▸ TEXT EXCERPT
What is the time complexity of the following function?

Question

    int func(int n){
       if(n==1)
         return 0;
       else
         return sqrt(n);
    }

Where sqrt(n) is a C math.h library function.

Answer 1

Let n=2^m
Given T(n)=T(sqrt(n))+1
T(2^m)=T(2^m-1)+1
Let T(2^m)=S(m)
then,
S(m)=2S(m/2)+1
using master theorem-
S(m)=theta(m)
=theta(log(n))
Hence, time complexity is theta(log(n)).

Answer 2

This depends on the implementation of sqrt and also on what kind of time complexity you are interested.

I would say you can consider it to be "constant", so O(1), in that sense: If you put in a random int, it will in average take the same amount of time. (Reason: numbers with many digits are much more common).

But have a look here. Another possible answer is O(M(n)), where M(n) is the complexity of a multiplication and n is the number of digits in your integer.

This looking like a text-book question and a is perhaps meant to be a trap. The teacher perhaps wants to check if you can distinguish between computing sqrt for a list of numbers (which would be O(n)), and a single number (which would be O(1)).

▸ WORK TO BE COMPLETED
Continue the thread about the time complexity of the square-root function, starting right after its last sentence.

▸ DATASET EXCERPTS
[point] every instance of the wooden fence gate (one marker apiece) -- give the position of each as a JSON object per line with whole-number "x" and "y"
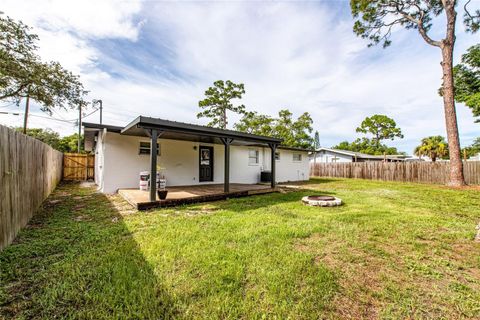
{"x": 78, "y": 166}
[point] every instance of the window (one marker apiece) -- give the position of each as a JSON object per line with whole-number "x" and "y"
{"x": 297, "y": 157}
{"x": 145, "y": 148}
{"x": 253, "y": 156}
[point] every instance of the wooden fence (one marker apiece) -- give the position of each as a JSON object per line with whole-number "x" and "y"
{"x": 421, "y": 172}
{"x": 78, "y": 166}
{"x": 29, "y": 171}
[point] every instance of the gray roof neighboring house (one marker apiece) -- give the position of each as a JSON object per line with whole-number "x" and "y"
{"x": 363, "y": 156}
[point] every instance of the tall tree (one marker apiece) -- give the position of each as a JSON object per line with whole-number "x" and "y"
{"x": 433, "y": 147}
{"x": 24, "y": 75}
{"x": 218, "y": 100}
{"x": 316, "y": 141}
{"x": 466, "y": 76}
{"x": 295, "y": 133}
{"x": 375, "y": 19}
{"x": 381, "y": 127}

▸ ANSWER TO THIS TASK
Be aware that the "correct" answer often also depends on the context in which it is asked.

Answer 3

I am going to give a bit more general case answer, without assuming constant size of int.

The answer is Theta(logn).

We know newton-raphson is Theta(logn) - that excludes Theta(n) (assuming sqrt() is as efficient as we can).

However, a general number n requries log_2(n) bits to encode - and you require to read all of it in order to get an accurate sqrt() function. This excludes Theta(1) and Theta(log(log(n)).

From the above, we know that the complexity of the function is Theta(log(n)).

As a side note, since O(log(n)) is a subset of O(n) - it is also a valid answer, though not tight one. For more information about big Theta and big O and their differences, you might want to have a look on this thread.